(Records from a collection)
-.-.-
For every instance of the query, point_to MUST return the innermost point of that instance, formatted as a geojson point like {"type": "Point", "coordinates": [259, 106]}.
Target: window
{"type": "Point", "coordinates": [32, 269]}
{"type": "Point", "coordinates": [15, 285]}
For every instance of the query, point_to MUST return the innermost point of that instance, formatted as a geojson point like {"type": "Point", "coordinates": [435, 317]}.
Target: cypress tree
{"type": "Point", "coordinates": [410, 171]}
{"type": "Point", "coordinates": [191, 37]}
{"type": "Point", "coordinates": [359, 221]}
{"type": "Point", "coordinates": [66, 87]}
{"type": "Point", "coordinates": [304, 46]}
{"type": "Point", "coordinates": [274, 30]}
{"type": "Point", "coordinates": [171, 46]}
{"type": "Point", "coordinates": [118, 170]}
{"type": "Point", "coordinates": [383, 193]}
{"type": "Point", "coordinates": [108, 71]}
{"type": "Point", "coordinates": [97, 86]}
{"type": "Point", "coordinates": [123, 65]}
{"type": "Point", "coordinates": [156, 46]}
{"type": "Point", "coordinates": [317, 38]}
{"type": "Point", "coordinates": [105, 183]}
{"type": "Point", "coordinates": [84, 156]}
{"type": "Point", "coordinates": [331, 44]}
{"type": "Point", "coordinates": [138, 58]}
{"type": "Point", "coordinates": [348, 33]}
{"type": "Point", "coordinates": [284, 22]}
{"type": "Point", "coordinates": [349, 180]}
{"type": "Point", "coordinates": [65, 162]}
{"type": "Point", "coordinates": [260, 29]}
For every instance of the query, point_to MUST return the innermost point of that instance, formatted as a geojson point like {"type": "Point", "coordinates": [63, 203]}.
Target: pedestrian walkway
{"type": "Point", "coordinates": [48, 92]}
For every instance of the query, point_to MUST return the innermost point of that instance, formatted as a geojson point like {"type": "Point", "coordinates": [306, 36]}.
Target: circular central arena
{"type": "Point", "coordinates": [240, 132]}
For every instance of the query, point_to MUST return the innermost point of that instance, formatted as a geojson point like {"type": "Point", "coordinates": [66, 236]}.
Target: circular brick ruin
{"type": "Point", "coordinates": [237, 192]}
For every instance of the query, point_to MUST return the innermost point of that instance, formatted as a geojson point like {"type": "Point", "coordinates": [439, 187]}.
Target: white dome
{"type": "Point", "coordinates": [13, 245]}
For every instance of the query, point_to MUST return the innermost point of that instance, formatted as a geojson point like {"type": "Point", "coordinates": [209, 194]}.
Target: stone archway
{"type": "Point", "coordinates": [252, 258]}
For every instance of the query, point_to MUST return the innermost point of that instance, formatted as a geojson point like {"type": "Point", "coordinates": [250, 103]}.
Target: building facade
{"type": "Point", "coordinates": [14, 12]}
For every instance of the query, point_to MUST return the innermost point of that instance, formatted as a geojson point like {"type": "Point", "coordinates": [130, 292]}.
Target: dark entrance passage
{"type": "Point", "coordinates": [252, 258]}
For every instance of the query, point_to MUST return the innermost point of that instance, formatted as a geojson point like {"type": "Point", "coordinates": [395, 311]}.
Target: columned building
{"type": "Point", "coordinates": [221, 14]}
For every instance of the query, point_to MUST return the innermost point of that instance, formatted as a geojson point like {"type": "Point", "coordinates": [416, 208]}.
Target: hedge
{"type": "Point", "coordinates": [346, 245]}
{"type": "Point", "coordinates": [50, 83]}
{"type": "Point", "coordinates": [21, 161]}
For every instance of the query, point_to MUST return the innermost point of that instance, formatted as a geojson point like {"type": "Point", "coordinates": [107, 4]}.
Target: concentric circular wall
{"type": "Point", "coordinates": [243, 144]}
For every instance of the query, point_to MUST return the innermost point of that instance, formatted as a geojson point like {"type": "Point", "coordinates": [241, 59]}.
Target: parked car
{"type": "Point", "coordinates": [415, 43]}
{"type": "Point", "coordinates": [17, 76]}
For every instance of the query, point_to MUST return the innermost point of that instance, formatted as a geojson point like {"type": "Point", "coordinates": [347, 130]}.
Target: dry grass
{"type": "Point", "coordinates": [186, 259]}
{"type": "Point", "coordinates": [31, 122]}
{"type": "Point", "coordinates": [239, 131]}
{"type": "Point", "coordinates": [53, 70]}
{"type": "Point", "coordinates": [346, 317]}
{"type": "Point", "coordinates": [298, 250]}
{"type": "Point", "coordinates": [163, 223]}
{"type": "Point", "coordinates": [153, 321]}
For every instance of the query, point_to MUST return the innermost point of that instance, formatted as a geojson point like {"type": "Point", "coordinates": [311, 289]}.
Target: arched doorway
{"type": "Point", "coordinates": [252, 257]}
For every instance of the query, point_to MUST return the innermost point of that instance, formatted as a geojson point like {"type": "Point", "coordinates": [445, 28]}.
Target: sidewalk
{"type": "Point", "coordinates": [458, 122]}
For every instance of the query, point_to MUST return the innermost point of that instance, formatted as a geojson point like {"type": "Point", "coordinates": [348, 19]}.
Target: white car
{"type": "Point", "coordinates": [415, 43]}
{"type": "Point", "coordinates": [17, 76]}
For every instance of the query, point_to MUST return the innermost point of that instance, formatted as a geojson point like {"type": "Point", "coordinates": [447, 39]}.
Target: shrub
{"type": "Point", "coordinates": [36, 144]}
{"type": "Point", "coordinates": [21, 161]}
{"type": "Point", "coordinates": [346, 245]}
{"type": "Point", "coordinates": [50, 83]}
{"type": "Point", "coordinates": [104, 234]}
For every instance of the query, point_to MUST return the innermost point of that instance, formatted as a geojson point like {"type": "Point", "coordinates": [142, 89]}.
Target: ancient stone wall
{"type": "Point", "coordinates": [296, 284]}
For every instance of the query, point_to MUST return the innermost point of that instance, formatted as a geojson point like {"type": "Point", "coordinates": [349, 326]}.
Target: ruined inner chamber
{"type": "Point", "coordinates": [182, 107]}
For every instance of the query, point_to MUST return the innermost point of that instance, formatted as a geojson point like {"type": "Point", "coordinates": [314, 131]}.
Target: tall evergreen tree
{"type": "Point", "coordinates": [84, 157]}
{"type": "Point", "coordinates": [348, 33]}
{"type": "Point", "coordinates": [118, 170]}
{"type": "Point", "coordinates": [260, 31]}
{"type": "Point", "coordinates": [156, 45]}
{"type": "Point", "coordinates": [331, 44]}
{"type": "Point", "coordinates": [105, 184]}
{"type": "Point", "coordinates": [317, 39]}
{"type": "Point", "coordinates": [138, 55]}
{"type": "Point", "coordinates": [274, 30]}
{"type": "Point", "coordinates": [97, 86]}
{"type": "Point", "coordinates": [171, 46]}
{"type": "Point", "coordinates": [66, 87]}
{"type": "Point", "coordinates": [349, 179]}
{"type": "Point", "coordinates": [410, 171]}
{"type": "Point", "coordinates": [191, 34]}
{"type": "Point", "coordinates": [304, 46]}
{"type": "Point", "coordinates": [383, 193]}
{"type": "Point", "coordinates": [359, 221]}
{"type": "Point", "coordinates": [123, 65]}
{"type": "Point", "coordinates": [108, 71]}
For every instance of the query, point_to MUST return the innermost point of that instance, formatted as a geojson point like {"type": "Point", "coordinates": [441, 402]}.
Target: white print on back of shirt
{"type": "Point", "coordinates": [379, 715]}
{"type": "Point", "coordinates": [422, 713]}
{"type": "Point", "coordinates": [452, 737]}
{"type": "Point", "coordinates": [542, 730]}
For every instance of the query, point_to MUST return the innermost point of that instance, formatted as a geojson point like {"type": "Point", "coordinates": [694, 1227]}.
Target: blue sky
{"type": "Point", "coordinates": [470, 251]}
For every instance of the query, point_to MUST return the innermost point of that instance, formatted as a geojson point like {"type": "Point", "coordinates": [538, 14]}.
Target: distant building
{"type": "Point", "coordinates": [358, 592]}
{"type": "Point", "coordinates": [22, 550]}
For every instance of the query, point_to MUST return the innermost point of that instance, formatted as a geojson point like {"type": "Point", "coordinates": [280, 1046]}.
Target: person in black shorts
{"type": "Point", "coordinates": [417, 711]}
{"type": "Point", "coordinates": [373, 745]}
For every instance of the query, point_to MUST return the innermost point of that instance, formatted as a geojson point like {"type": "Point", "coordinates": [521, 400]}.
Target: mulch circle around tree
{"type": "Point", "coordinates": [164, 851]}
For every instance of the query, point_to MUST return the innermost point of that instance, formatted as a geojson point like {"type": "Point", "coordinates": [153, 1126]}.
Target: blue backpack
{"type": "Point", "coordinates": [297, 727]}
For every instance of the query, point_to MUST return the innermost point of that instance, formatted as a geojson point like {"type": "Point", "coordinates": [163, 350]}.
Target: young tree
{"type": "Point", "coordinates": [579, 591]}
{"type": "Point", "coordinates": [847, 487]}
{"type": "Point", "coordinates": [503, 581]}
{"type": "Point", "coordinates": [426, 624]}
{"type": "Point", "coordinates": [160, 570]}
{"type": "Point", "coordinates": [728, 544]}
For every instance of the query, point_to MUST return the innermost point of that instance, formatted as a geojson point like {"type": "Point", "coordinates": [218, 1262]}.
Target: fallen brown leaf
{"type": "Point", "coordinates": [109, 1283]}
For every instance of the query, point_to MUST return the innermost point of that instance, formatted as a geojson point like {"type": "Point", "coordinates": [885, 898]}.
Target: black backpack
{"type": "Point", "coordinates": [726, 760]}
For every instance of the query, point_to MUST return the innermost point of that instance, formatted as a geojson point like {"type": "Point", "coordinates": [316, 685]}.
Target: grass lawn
-.-.-
* **STATED EXERCISE**: Count the lines in the items above that contain the word "tree", matching case exactly, and give only the number.

* **THE SOLUTION**: 4